● **TASK STATEMENT**
In the news article below about the Dublin City Council meeting, which agency did Councilman Layne Golden call about his concerns over the trucking school?

● **TEXT EXTRACT**
By JESSIE HORTON
DUBLIN (October 18, 2016) – There are big things happening at the Dublin Airport and the work and improvements were a major topic of discussion at the Dublin City Council meeting Monday.
Councilwoman Sarah McCann, who is on the Airport Committee, presented several options to the council for discussion including the WDT trucking school from the September meeting. McCann said after talking to other municipalities who have done similar things, she wasn’t sure the school was right for the Dublin Airport. Councilman Layne Golden said he’d also had concerns and called TXDOT Aviation, who manages a number of grants associated with the airport.
“Everyone I spoke to with TXDOT Aviation said there are exemptions for non-flying uses for an airport receiving state-funded grants,” Golden reported. “However, a trucking school was an unequivocal no. Not only that, but we may even have to pay back the latest Ramp Grant we received if we choose to move forward with the trucking school.”
After agreeing the trucking school was no longer a viable option for added income, the council heard from Bob Brayton, an airport and aviation consultant who has been assisting McCann with her work, as well as Dublin resident Brad Stanford.
Brayton advised the council he and McCann had looked at several options for the city of Dublin and the airport. He said with the acceptance of the latest grant the council voted to go out for he believes the funds will allow the city to make much needed improvements to draw pilots to the airport and the city.

● **DATASET ROWS**

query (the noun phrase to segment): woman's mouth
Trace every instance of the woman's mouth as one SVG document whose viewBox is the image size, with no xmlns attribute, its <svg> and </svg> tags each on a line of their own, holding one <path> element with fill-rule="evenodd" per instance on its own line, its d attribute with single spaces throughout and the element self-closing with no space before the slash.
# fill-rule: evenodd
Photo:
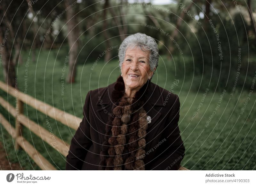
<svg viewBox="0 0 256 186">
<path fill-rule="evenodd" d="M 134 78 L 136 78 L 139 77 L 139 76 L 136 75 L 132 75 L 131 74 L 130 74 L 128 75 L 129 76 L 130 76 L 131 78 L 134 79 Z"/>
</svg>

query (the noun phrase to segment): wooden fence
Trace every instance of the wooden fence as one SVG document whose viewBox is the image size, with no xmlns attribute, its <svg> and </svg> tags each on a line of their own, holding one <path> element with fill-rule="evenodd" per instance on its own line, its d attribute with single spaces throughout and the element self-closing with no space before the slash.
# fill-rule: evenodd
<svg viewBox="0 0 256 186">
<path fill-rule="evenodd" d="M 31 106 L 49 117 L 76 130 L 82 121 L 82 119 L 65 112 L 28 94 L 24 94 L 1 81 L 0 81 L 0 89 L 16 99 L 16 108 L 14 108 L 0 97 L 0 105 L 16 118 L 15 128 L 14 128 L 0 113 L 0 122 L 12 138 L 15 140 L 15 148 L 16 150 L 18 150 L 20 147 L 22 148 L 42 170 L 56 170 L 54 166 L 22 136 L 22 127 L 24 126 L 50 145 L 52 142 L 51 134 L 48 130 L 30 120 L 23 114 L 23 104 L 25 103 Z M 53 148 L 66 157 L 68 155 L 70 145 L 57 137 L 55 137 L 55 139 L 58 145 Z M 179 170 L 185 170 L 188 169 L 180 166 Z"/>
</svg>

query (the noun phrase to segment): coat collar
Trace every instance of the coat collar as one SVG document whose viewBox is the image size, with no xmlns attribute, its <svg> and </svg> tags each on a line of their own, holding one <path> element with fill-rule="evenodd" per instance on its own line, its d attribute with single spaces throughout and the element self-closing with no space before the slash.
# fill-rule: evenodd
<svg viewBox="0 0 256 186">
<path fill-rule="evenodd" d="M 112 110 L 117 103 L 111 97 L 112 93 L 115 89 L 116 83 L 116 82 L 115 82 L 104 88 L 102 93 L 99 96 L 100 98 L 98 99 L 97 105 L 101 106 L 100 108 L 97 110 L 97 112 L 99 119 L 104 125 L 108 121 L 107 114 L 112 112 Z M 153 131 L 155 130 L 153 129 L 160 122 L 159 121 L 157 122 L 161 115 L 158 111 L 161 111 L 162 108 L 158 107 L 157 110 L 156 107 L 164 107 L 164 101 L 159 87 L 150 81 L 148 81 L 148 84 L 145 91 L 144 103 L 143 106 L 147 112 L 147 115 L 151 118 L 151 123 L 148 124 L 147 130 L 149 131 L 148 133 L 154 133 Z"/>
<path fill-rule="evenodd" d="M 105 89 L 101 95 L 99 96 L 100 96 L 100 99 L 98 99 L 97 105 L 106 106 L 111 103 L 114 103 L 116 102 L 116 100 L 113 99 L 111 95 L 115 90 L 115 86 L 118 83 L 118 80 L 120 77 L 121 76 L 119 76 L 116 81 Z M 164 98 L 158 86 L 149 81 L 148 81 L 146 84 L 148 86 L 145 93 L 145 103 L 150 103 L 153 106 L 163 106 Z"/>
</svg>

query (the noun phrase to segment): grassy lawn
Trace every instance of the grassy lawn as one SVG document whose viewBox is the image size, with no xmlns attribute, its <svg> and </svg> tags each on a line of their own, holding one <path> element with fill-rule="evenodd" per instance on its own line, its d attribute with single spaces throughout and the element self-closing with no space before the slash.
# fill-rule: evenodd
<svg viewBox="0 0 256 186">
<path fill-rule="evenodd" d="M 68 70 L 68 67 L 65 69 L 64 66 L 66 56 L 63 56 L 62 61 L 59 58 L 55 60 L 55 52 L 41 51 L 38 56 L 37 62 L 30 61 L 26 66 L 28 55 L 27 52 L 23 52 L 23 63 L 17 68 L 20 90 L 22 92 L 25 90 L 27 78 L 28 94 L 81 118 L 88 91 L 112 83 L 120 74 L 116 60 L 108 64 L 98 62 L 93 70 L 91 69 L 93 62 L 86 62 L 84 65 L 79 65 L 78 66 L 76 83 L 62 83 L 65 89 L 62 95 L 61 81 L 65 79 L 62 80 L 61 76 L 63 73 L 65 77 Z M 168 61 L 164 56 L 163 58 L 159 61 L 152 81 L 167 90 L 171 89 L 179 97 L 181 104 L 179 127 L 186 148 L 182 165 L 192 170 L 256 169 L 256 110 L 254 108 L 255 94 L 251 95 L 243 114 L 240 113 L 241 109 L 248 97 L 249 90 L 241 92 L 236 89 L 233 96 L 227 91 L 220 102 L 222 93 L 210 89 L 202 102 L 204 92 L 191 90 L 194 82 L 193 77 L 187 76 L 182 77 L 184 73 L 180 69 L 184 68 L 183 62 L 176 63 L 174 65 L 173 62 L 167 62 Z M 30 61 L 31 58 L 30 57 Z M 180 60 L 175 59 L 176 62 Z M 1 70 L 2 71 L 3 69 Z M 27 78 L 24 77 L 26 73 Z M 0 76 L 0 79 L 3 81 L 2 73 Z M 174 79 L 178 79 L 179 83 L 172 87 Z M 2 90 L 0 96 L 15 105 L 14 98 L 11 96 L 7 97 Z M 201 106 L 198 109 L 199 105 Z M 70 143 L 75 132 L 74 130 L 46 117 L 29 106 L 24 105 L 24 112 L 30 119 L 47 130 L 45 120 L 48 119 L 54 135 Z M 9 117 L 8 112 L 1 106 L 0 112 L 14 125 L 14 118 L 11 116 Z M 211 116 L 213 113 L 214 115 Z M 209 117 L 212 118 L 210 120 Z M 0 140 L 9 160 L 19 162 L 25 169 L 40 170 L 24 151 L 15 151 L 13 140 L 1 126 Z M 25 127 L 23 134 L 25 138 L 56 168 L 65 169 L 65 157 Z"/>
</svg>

● **WRITTEN RESPONSE**
TXDOT Aviation